» **Record excerpts**
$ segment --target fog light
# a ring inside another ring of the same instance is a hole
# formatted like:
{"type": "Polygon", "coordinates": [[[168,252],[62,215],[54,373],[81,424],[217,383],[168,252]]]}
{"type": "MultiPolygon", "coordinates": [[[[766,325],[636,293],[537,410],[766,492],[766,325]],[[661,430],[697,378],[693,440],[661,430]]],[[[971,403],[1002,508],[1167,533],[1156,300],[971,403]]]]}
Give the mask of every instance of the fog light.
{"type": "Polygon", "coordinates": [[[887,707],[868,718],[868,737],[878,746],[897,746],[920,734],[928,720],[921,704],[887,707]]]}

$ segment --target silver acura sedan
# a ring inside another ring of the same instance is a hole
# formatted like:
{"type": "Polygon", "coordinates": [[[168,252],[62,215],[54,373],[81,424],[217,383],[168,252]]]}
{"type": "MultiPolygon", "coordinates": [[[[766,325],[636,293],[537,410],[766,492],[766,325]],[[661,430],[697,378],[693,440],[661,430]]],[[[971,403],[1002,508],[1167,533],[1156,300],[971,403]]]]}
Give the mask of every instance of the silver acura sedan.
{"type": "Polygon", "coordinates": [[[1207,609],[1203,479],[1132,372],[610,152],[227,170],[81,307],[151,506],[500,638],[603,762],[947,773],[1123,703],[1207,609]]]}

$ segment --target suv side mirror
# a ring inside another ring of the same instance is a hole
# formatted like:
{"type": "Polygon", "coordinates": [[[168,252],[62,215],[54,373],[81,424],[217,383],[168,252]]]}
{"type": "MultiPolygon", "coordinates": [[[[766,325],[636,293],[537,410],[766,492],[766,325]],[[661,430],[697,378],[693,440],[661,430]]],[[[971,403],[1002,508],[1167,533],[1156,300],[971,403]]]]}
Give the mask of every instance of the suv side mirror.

» **What the task asks**
Reproduce all of the rows above verbatim, from the first line to the last.

» **Reply to the task**
$ segment --target fog light
# a ring inside another ring of the same instance is a hole
# formatted like:
{"type": "Polygon", "coordinates": [[[168,252],[62,215],[54,373],[81,424],[217,383],[168,252]]]}
{"type": "MultiPolygon", "coordinates": [[[[766,325],[636,293],[537,410],[766,492],[766,325]],[[661,430],[697,378],[693,440],[661,430]]],[[[971,403],[1002,508],[1167,533],[1156,300],[971,403]]]]}
Give the mask of every instance of the fog light.
{"type": "Polygon", "coordinates": [[[887,707],[868,718],[868,737],[878,746],[897,746],[920,734],[928,720],[921,704],[887,707]]]}

$ segment --target silver acura sedan
# a ring inside another ring of the same instance is a hole
# formatted like:
{"type": "Polygon", "coordinates": [[[168,252],[62,215],[54,373],[81,424],[217,383],[168,252]]]}
{"type": "MultiPolygon", "coordinates": [[[[766,325],[636,293],[537,410],[766,492],[766,325]],[[661,430],[697,378],[693,440],[661,430]]],[[[971,403],[1002,508],[1167,533],[1156,300],[971,403]]]]}
Give the mask of every instance of the silver acura sedan.
{"type": "Polygon", "coordinates": [[[1207,609],[1203,479],[1132,372],[610,152],[227,170],[81,307],[151,506],[500,638],[603,762],[947,773],[1123,703],[1207,609]]]}

$ segment --target suv side mirror
# a ring inside another ring of the same instance is a hole
# formatted like:
{"type": "Polygon", "coordinates": [[[168,252],[62,215],[54,373],[81,424],[217,383],[168,252]]]}
{"type": "MultiPolygon", "coordinates": [[[[766,325],[636,293],[537,410],[766,492],[766,325]],[[661,430],[697,378],[693,440],[661,430]]],[[[971,403],[1002,508],[1167,533],[1156,300],[971,403]]]]}
Give the mask of every instance of the suv side mirror.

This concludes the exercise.